TASK TO CARRY OUT:
Take the listing from its first line through the line that contains "wanted | a pin on every instance of the terracotta" and please retype those lines exactly, leaving out the pictures.
(DATA RECORDS)
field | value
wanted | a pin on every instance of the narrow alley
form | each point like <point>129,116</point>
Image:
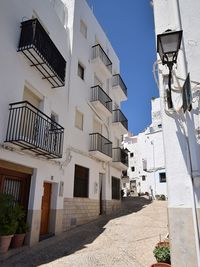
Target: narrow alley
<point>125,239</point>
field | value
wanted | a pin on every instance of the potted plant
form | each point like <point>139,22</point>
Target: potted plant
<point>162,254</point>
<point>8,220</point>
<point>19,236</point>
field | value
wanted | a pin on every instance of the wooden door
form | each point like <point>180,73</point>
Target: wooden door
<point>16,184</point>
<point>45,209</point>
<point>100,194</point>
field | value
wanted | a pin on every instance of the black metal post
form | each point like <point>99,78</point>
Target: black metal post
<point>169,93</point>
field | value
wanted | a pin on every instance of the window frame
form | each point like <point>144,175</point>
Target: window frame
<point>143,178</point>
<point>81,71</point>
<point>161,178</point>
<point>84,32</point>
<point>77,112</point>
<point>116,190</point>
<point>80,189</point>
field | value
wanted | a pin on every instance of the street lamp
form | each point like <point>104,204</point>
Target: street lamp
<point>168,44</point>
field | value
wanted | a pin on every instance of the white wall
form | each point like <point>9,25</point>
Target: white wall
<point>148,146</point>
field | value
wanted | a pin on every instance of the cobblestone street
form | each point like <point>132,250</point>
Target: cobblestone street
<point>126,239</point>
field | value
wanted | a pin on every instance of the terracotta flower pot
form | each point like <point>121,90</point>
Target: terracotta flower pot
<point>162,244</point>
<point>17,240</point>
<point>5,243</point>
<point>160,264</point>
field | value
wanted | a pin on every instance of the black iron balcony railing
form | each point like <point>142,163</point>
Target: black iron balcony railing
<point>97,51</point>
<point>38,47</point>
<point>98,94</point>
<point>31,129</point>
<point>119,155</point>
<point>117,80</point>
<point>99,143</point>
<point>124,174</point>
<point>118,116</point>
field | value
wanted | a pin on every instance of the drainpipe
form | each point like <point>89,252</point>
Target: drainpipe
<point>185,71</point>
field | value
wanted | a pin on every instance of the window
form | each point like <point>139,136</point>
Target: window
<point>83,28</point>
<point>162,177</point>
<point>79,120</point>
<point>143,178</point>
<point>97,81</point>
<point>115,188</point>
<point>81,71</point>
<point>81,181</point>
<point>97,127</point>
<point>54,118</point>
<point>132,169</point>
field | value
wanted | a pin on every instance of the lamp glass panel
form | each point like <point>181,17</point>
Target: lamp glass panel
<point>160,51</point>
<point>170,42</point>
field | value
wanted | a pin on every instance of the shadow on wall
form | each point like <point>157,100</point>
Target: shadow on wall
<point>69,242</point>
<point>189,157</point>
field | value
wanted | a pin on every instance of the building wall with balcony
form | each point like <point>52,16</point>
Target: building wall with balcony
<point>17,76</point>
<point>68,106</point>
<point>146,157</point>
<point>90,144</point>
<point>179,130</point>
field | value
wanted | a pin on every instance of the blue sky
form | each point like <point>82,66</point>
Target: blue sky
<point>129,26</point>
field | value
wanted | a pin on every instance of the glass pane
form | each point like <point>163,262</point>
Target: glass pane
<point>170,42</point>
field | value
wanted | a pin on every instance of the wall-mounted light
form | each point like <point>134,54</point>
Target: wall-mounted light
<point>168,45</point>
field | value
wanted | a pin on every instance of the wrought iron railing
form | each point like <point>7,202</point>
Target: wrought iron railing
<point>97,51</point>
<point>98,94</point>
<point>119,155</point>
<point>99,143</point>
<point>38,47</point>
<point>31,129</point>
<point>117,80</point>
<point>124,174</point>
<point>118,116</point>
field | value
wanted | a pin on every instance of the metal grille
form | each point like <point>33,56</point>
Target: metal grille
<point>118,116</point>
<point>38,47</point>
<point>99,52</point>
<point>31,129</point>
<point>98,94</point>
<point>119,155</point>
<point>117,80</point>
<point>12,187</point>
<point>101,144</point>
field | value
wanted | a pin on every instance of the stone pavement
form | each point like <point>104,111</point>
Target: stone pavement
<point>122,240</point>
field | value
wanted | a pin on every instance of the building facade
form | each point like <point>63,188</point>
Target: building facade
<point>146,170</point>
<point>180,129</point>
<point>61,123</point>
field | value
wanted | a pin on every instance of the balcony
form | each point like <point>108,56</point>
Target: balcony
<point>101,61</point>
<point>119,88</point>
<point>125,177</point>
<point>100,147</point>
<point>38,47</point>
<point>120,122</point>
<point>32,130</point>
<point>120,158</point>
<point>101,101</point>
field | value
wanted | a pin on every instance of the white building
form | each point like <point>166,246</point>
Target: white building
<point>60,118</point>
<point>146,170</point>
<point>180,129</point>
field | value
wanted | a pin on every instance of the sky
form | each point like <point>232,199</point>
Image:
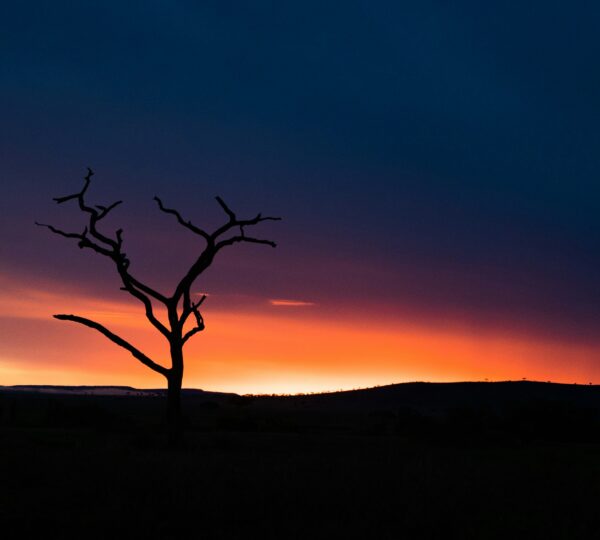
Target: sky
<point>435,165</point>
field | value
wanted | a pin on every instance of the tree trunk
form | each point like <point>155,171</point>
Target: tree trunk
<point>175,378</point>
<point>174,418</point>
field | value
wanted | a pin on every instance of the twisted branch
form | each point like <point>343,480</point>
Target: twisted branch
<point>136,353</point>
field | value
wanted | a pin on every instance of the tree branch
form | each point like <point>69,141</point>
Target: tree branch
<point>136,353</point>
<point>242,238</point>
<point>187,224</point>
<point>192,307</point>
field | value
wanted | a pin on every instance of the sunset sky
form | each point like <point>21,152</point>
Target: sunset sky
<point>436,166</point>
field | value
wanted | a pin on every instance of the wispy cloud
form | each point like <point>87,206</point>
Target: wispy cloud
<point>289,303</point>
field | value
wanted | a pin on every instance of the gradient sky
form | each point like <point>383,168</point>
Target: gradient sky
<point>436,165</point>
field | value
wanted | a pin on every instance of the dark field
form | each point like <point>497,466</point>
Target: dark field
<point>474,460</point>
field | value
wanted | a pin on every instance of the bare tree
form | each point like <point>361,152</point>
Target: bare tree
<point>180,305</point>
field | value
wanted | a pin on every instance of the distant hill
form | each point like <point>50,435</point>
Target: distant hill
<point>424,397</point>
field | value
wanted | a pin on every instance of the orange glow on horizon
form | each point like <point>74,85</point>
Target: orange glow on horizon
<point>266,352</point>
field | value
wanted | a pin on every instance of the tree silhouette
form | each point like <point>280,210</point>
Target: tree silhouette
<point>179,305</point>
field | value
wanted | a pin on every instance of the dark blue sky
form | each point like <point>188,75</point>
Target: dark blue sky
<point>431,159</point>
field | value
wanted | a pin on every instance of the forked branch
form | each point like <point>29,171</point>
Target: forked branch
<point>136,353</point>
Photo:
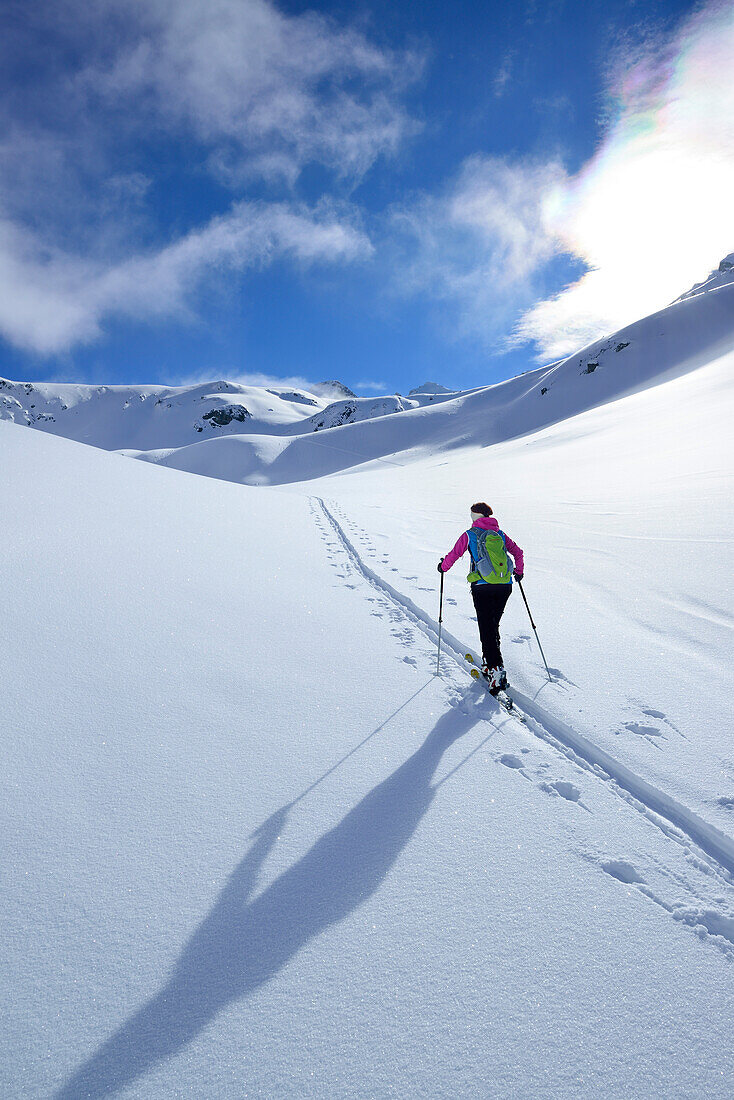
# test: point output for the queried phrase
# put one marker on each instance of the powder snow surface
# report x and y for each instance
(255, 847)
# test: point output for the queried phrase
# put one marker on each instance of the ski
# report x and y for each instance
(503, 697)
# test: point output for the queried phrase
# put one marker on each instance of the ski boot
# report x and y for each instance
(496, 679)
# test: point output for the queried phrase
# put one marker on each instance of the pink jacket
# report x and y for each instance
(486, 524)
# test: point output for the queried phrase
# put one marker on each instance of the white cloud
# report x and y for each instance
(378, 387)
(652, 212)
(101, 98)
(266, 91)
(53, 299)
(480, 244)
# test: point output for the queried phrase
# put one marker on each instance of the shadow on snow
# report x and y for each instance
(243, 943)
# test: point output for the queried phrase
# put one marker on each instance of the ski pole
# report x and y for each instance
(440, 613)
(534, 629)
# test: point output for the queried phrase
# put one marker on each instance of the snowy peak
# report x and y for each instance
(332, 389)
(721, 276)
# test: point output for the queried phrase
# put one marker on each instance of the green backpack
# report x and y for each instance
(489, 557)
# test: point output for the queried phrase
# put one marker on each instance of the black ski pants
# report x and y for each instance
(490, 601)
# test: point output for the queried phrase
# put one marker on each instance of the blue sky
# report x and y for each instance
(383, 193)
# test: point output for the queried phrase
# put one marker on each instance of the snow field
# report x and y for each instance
(End DATA RECORDS)
EXERCISE SOLUTION:
field | value
wanted | a pin on every instance of the narrow alley
form | each point like <point>129,116</point>
Image:
Target: narrow alley
<point>125,239</point>
field | value
wanted | a pin on every instance of the potted plant
form | each point like <point>139,22</point>
Target: potted plant
<point>162,254</point>
<point>8,220</point>
<point>19,236</point>
field | value
wanted | a pin on every instance of the wooden door
form | each point like <point>180,73</point>
Target: wooden door
<point>16,184</point>
<point>45,209</point>
<point>100,194</point>
field | value
wanted | a pin on every instance of the black metal post
form | each point like <point>99,78</point>
Target: black metal post
<point>169,93</point>
field | value
wanted | a pin on every instance of the window frame
form | each point like <point>144,175</point>
Target: window frame
<point>143,178</point>
<point>81,71</point>
<point>161,178</point>
<point>84,32</point>
<point>77,112</point>
<point>116,190</point>
<point>80,189</point>
field | value
wanted | a pin on every instance of the street lamp
form | each point like <point>104,204</point>
Target: street lamp
<point>168,44</point>
field | value
wanted | a pin on every instance of the white wall
form | each point like <point>9,25</point>
Target: white wall
<point>148,146</point>
field | value
wanted | a pin on every instance of the cobblestone street
form | each point like <point>132,250</point>
Target: cobblestone street
<point>126,239</point>
field | value
wanted | a pin on every instance of the terracotta flower pot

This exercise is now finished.